* **What to produce**: Print the lines below unchanged, starting at the line that contains "Provide the outline of every instance of the **white" and stopping after the line that contains "103 41 L 103".

* **Excerpted records**:
::::
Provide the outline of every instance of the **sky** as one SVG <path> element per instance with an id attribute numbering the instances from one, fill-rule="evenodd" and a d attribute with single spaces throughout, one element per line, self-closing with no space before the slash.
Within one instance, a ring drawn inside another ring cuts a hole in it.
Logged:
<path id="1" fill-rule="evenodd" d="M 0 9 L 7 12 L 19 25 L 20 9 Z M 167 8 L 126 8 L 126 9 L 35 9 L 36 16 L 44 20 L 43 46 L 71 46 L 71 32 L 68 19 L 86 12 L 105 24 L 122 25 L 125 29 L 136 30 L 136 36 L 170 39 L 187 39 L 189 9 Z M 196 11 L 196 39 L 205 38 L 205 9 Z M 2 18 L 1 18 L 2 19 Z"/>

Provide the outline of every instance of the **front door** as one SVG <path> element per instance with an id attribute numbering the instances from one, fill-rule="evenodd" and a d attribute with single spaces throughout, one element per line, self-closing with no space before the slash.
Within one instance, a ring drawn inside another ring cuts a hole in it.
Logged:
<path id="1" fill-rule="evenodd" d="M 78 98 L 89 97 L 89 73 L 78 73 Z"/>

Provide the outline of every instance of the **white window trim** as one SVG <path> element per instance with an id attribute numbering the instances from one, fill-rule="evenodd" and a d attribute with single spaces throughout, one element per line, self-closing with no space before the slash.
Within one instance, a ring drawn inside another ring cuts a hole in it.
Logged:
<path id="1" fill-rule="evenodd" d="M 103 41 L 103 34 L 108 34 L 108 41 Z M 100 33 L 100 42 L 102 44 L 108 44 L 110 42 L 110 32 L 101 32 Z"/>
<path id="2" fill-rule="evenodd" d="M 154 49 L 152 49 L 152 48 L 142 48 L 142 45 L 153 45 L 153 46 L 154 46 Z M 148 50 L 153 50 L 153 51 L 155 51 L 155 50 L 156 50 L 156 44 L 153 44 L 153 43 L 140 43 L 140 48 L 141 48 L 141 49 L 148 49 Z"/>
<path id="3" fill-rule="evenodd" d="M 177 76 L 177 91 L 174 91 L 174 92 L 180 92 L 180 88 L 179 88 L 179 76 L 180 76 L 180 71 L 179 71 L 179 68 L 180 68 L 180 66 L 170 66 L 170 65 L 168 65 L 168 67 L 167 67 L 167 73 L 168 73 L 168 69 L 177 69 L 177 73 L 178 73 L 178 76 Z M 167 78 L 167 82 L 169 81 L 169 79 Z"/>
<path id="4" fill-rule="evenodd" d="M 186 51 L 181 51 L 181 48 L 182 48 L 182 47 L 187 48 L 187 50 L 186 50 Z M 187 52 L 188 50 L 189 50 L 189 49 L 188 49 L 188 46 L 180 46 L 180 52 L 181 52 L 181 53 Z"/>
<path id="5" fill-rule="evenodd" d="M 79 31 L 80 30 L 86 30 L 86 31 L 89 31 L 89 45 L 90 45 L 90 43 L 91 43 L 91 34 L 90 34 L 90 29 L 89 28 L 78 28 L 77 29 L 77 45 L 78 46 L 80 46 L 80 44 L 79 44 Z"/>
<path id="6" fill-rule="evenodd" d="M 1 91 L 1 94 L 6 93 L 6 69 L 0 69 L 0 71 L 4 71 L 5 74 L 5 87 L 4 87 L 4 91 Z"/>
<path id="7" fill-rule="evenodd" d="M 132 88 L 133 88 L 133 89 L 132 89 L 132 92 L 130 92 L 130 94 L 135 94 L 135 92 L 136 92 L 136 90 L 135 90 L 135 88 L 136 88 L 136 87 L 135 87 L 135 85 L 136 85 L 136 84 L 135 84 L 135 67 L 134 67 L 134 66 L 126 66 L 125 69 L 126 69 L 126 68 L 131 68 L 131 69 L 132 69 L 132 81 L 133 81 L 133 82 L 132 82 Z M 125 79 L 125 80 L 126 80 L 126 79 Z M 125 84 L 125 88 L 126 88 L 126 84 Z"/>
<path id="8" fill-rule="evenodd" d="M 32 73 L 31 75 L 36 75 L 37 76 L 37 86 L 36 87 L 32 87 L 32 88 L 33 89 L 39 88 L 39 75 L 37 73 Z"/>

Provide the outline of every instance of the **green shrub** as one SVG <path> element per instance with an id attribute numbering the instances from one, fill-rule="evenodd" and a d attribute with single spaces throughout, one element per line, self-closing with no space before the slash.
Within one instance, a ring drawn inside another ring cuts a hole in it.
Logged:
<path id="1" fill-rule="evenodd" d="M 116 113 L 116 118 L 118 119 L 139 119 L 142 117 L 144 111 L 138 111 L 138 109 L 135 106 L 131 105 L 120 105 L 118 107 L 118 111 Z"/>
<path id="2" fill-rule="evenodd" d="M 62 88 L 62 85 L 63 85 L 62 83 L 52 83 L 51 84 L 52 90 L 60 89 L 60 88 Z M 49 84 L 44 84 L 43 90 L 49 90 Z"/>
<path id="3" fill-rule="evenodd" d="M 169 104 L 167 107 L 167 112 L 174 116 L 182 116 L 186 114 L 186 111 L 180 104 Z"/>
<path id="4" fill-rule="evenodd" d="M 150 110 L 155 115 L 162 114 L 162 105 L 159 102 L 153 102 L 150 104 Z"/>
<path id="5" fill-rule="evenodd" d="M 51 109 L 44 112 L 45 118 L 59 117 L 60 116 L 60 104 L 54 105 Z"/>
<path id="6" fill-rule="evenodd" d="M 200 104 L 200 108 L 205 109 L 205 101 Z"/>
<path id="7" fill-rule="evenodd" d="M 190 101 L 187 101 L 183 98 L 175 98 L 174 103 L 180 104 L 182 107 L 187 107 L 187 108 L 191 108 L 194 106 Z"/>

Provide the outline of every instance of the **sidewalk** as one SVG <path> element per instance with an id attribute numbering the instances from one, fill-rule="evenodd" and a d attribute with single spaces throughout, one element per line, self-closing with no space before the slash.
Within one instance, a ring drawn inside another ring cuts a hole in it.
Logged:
::::
* **Written solution**:
Provide the outline of every instance of the **white window trim** as one SVG <path> element per instance with an id attribute numbering the instances from one, fill-rule="evenodd" and a d attribute with single spaces throughout, one element per line, self-closing with no space before the slash.
Within one instance, a ring drawn inside another ring cuts a hole in it.
Logged:
<path id="1" fill-rule="evenodd" d="M 103 41 L 103 34 L 108 34 L 108 41 Z M 100 33 L 100 42 L 102 44 L 108 44 L 110 42 L 110 32 L 101 32 Z"/>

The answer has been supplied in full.